Data lines:
— Begin —
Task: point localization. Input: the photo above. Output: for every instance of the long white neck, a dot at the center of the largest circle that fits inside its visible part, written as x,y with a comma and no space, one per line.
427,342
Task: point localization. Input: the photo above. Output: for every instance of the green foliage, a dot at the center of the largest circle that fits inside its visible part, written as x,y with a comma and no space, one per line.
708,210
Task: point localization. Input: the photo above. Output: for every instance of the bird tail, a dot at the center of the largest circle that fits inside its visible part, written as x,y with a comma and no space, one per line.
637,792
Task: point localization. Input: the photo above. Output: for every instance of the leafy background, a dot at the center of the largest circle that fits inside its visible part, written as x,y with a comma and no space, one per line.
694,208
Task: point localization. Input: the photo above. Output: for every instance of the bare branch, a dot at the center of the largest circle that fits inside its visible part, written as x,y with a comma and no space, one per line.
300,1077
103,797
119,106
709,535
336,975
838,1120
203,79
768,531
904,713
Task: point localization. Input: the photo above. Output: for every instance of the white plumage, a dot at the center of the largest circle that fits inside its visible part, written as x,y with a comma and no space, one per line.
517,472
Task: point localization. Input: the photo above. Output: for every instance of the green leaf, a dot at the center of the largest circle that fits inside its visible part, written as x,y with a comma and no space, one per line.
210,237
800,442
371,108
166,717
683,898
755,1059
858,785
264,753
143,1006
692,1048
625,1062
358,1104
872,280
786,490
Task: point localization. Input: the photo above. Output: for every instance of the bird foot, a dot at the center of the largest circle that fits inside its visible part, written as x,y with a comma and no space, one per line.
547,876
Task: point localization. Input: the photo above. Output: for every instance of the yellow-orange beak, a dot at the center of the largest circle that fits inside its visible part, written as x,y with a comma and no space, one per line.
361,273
— End —
— Begin —
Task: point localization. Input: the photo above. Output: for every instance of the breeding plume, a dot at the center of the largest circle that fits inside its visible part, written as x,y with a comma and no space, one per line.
— End —
Direction:
Locate each line in the material above that contains the word "background", and copy those lines.

Written solution:
Task: point localization. Input: the photo above. Output: for every instance of the leafy background, a dot at the center of the largest circle that fits inside its visible part, written as x,y with a comma and no space, one per line.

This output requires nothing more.